What to produce = Reproduce the fly-fishing thread on switch rod lines below word for word, from its first line to its last.
**** Excerpt
I would suggest it for indie rigs


----------



## Wellston (Dec 28, 2000)

As mentioned in another post. Bob Braendle from Great Lakes Flyfishing is a wealth of info for anything switch/spey fishing. I picked up a 11' 7wt. switch rod, RIO Switch and Scandi short versitip lines from him last fall. (Switch Chucker wasn't out yet)

Hopefully I'll have more time to use the set ups this fall/spring. There's a lot of options out there depending on where you fish and the size of the streams. This seemed to work best for my needs.
Jim


----------



## jjc155 (Oct 16, 2005)

I run a rio grip shooter running line and a SA skagit extreme in 440grns in floating or intermediate (I have both) and various MOW and IMOW tips for swinging flys here in michigan and ohio,pennslyvania and New York 

I also have a SA steelhead taper line on another spool for running Indy rigs. 

This is with my ross reach 11'9 7wt switch. This set up handles chrome very well. 

It has been my experience that the all in one lines do not cast,mend or fish anywhere near as well as running a shooting head type system. If you can get to a good shop that will let you cast several differnt heads on YOUR rod in a river. Same rod with different casters may cast a different grn head better than another. 

Hope this helps
J-


----------



## Boozer (Sep 5, 2010)

Here's an idea...

Bring your rod and try lines before you buy.

http://www.speypages.com/speyclave/showthread.php?t=126969


----------



## flyrodder46 (Dec 31, 2011)

That sounds like a great weekend. Right in the middle of salmon season, what a wonderful time to take a little vacation to the area.
********
**** Information given
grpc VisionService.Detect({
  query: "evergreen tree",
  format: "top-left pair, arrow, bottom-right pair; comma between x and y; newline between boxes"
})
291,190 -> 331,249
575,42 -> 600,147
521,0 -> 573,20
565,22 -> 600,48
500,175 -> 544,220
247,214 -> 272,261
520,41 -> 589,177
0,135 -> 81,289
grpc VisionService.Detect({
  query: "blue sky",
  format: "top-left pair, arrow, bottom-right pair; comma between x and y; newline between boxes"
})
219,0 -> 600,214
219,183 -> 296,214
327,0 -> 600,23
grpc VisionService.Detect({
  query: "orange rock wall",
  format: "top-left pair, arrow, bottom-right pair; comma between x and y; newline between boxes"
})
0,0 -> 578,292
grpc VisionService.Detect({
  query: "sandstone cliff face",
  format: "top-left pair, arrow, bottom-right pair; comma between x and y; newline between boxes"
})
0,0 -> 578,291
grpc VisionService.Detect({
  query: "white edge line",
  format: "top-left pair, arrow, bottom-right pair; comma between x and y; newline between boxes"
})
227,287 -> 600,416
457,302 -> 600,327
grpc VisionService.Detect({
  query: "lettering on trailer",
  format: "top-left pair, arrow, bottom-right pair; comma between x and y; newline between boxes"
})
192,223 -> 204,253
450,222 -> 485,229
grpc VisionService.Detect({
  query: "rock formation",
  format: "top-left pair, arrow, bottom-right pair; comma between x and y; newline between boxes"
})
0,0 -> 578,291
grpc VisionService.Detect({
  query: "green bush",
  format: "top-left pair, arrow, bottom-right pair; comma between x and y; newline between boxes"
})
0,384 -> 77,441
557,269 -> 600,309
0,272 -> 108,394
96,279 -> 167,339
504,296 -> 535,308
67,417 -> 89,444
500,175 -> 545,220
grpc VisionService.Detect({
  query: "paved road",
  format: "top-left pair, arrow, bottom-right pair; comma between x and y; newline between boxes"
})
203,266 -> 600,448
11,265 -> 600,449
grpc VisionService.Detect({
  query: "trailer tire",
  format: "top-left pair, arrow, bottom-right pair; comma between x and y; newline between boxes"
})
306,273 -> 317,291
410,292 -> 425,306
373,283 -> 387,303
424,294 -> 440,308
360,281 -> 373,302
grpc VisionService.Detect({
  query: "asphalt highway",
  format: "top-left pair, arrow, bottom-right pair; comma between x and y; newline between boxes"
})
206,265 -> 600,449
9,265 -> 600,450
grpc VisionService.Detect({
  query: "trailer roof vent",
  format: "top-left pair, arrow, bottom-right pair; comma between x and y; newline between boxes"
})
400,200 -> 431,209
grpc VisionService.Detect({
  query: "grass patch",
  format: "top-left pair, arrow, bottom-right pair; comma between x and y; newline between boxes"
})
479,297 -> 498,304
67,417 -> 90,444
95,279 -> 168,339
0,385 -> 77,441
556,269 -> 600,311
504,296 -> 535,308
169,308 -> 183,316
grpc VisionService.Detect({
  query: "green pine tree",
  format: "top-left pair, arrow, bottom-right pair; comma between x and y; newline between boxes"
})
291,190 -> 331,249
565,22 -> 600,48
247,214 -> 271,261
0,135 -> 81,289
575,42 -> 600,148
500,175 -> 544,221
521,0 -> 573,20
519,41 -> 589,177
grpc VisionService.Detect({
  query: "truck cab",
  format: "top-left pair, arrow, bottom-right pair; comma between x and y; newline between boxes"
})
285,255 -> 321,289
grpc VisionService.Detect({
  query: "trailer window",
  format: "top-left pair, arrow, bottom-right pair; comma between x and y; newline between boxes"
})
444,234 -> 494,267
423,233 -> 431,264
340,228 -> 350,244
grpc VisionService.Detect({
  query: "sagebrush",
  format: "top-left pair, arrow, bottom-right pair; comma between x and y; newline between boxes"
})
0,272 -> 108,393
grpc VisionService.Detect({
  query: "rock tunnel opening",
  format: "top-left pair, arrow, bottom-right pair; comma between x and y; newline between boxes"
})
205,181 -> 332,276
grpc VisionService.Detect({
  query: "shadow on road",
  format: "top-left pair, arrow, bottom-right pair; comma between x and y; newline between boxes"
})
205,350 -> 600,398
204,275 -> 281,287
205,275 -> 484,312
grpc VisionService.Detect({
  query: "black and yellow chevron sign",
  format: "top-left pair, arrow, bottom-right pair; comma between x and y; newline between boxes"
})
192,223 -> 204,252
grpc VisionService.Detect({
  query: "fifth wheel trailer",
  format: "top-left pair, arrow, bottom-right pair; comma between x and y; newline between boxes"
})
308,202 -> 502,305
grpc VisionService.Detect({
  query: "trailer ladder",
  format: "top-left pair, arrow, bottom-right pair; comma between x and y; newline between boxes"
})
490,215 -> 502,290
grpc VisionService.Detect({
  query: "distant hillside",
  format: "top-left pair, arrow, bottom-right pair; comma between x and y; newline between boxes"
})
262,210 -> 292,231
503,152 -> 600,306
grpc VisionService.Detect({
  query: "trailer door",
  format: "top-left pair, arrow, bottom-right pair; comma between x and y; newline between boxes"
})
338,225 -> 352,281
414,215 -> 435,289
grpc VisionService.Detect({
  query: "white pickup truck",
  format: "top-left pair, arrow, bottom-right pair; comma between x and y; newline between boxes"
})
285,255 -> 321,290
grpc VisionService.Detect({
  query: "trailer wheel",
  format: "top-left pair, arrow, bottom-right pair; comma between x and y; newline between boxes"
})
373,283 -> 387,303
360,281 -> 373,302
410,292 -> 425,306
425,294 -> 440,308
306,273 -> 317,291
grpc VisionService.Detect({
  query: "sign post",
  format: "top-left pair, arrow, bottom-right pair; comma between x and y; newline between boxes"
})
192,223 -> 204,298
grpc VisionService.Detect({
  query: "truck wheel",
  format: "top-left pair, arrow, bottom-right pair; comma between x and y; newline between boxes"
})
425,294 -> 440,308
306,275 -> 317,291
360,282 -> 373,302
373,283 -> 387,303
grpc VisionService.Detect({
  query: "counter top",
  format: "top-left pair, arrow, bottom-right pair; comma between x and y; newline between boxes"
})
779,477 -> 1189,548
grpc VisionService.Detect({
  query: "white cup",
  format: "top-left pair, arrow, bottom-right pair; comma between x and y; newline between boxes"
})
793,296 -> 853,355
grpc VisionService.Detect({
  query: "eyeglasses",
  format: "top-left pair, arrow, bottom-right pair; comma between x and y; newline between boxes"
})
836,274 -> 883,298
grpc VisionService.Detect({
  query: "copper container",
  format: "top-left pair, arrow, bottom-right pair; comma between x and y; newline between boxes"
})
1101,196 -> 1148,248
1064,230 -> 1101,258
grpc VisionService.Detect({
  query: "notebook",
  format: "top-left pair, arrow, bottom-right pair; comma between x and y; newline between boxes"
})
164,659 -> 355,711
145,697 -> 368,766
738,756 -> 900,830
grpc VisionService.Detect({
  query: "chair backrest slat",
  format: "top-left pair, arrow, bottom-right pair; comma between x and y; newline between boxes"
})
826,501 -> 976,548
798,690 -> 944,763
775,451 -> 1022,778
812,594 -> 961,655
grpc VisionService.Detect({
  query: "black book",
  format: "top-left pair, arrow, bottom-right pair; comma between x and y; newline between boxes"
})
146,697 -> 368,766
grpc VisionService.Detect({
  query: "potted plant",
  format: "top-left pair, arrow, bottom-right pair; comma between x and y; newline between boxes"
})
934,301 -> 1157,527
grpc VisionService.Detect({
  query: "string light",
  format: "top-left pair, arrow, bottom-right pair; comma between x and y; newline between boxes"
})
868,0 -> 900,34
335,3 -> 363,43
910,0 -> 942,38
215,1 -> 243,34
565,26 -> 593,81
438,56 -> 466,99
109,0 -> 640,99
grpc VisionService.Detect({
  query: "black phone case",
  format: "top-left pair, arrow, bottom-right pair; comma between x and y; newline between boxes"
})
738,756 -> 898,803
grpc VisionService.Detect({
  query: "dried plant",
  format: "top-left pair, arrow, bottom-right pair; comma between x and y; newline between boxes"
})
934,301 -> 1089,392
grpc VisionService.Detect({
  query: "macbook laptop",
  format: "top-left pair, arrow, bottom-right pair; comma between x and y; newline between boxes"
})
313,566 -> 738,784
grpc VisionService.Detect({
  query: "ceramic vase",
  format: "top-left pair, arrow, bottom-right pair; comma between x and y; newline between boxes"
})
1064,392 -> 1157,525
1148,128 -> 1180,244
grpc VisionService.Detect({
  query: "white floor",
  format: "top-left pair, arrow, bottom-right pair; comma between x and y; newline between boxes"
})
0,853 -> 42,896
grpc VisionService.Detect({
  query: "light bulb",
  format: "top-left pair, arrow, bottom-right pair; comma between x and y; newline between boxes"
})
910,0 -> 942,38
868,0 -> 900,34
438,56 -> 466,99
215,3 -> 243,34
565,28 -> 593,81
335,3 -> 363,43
********
**** Information given
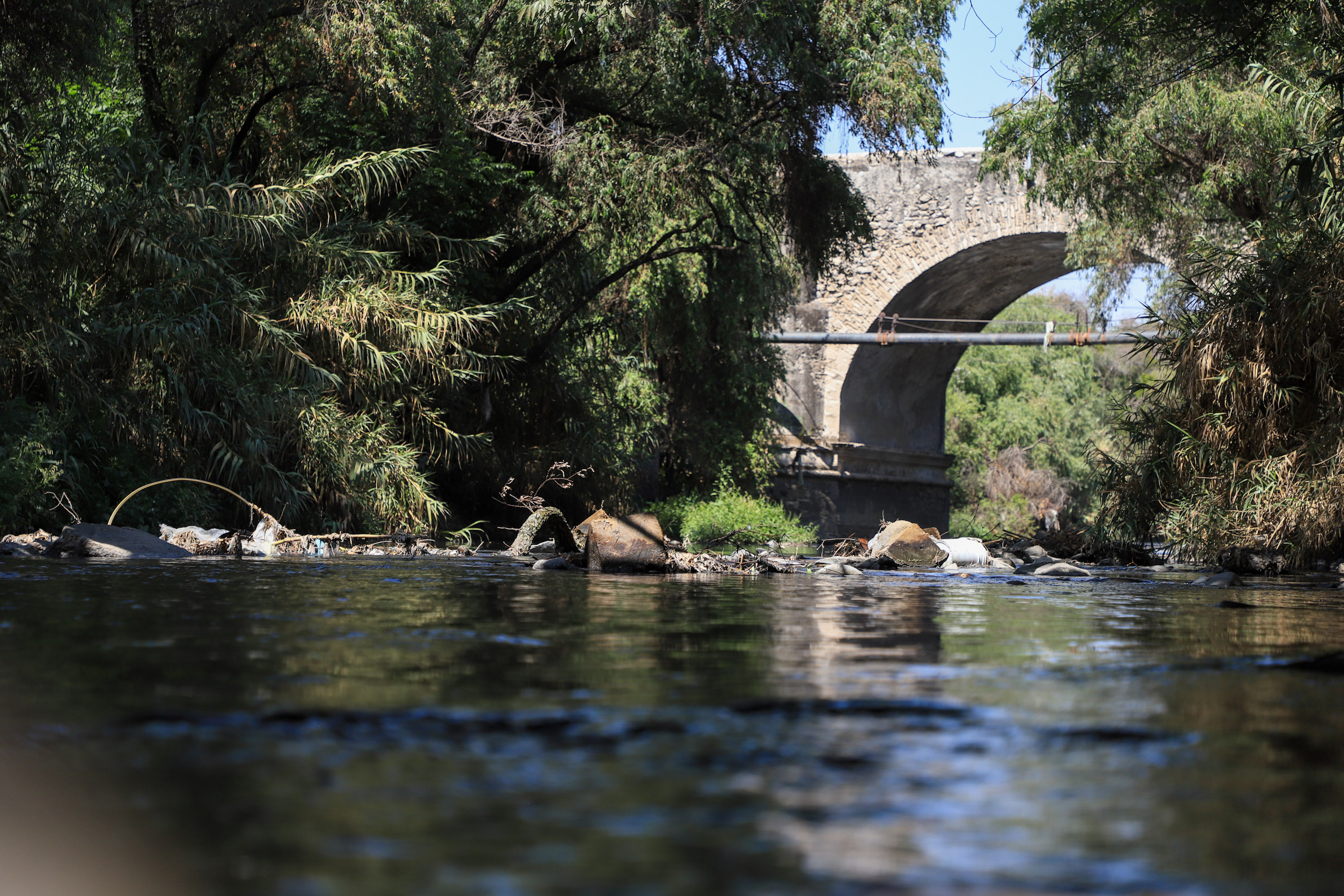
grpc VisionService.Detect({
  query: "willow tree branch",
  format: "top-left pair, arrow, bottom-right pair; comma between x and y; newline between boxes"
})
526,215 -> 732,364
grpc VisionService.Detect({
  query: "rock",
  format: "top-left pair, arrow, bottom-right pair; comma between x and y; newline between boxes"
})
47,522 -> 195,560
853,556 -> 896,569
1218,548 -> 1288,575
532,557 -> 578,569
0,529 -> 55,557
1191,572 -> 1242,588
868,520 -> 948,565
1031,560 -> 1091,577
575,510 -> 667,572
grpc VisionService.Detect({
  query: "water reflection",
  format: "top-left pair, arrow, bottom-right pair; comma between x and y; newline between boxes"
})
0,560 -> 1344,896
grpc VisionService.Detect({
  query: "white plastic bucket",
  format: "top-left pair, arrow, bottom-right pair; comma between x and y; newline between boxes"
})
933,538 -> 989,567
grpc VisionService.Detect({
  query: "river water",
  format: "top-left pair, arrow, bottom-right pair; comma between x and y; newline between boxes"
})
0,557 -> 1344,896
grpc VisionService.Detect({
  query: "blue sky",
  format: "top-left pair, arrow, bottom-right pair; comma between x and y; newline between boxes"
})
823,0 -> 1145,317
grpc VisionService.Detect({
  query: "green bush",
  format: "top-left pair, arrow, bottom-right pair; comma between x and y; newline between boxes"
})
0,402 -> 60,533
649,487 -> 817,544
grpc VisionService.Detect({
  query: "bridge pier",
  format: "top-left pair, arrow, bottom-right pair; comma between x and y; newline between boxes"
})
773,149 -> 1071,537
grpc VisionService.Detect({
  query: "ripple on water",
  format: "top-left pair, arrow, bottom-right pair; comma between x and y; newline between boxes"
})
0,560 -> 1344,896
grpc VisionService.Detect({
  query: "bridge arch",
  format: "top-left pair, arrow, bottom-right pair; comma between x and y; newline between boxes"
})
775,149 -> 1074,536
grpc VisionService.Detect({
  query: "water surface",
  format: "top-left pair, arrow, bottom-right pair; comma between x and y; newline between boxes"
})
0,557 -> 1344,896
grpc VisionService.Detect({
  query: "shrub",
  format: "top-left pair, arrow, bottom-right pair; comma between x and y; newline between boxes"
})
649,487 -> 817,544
********
**** Information given
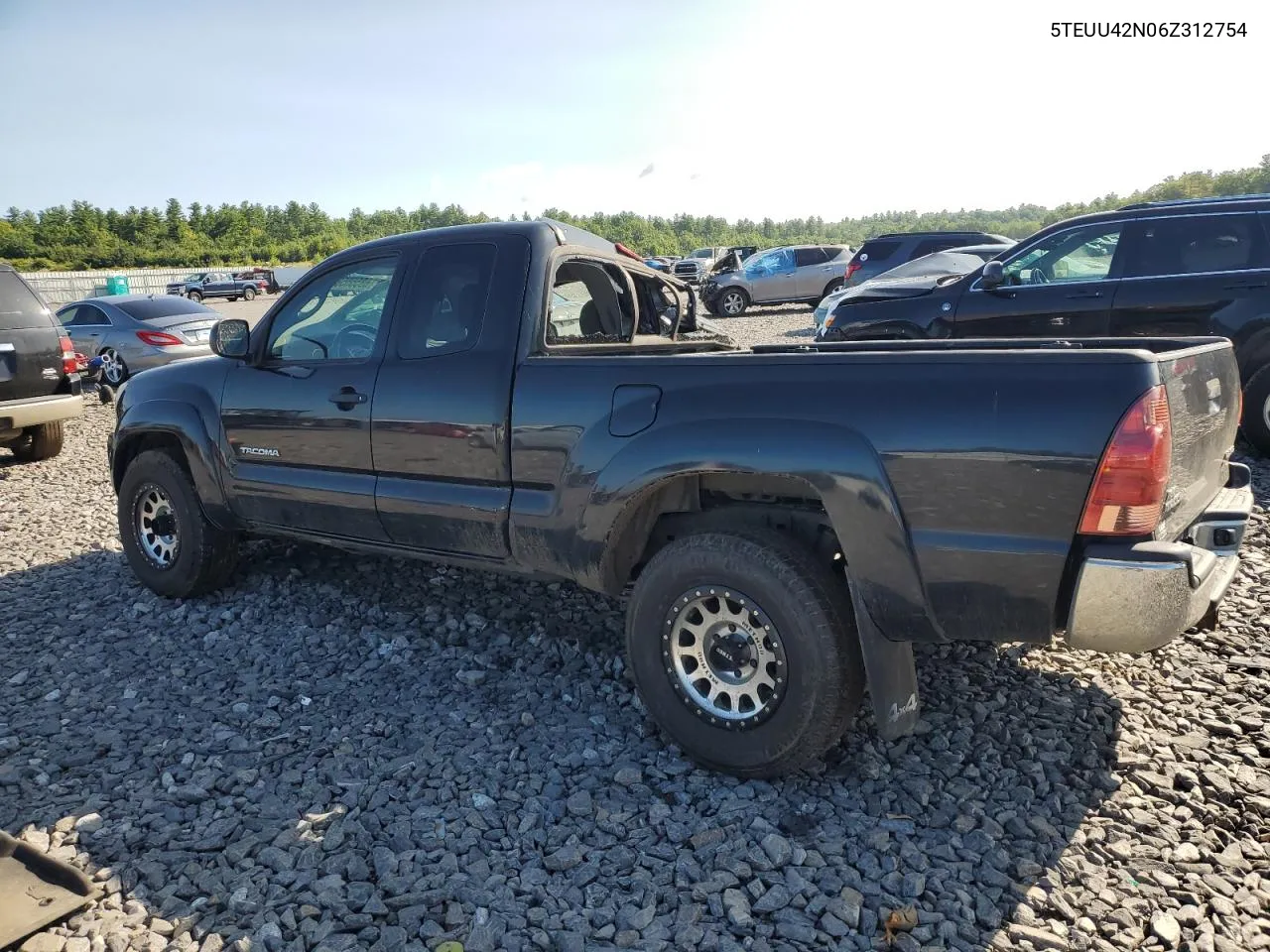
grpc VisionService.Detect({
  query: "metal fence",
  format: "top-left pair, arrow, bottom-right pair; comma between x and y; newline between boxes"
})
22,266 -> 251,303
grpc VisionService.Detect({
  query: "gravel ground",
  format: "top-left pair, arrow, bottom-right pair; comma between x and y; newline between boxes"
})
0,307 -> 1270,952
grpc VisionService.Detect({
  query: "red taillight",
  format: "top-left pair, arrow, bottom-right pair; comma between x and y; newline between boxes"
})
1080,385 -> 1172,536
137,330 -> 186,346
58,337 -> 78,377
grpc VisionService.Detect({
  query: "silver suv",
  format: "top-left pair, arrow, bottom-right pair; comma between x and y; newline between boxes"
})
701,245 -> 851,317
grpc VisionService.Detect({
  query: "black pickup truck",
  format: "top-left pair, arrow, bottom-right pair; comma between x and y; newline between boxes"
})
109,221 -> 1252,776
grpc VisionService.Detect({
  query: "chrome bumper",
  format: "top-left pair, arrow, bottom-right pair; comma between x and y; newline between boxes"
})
********
Exercise answer =
I would suggest it for indie rigs


----------



## Wellston (Dec 28, 2000)

As mentioned in another post. Bob Braendle from Great Lakes Flyfishing is a wealth of info for anything switch/spey fishing. I picked up a 11' 7wt. switch rod, RIO Switch and Scandi short versitip lines from him last fall. (Switch Chucker wasn't out yet)

Hopefully I'll have more time to use the set ups this fall/spring. There's a lot of options out there depending on where you fish and the size of the streams. This seemed to work best for my needs.
Jim


----------



## jjc155 (Oct 16, 2005)

I run a rio grip shooter running line and a SA skagit extreme in 440grns in floating or intermediate (I have both) and various MOW and IMOW tips for swinging flys here in michigan and ohio,pennslyvania and New York 

I also have a SA steelhead taper line on another spool for running Indy rigs. 

This is with my ross reach 11'9 7wt switch. This set up handles chrome very well. 

It has been my experience that the all in one lines do not cast,mend or fish anywhere near as well as running a shooting head type system. If you can get to a good shop that will let you cast several differnt heads on YOUR rod in a river. Same rod with different casters may cast a different grn head better than another. 

Hope this helps
J-


----------



## Boozer (Sep 5, 2010)

Here's an idea...

Bring your rod and try lines before you buy.

http://www.speypages.com/speyclave/showthread.php?t=126969


----------



## flyrodder46 (Dec 31, 2011)

That sounds like a great weekend. Right in the middle of salmon season, what a wonderful time to take a little vacation to the area.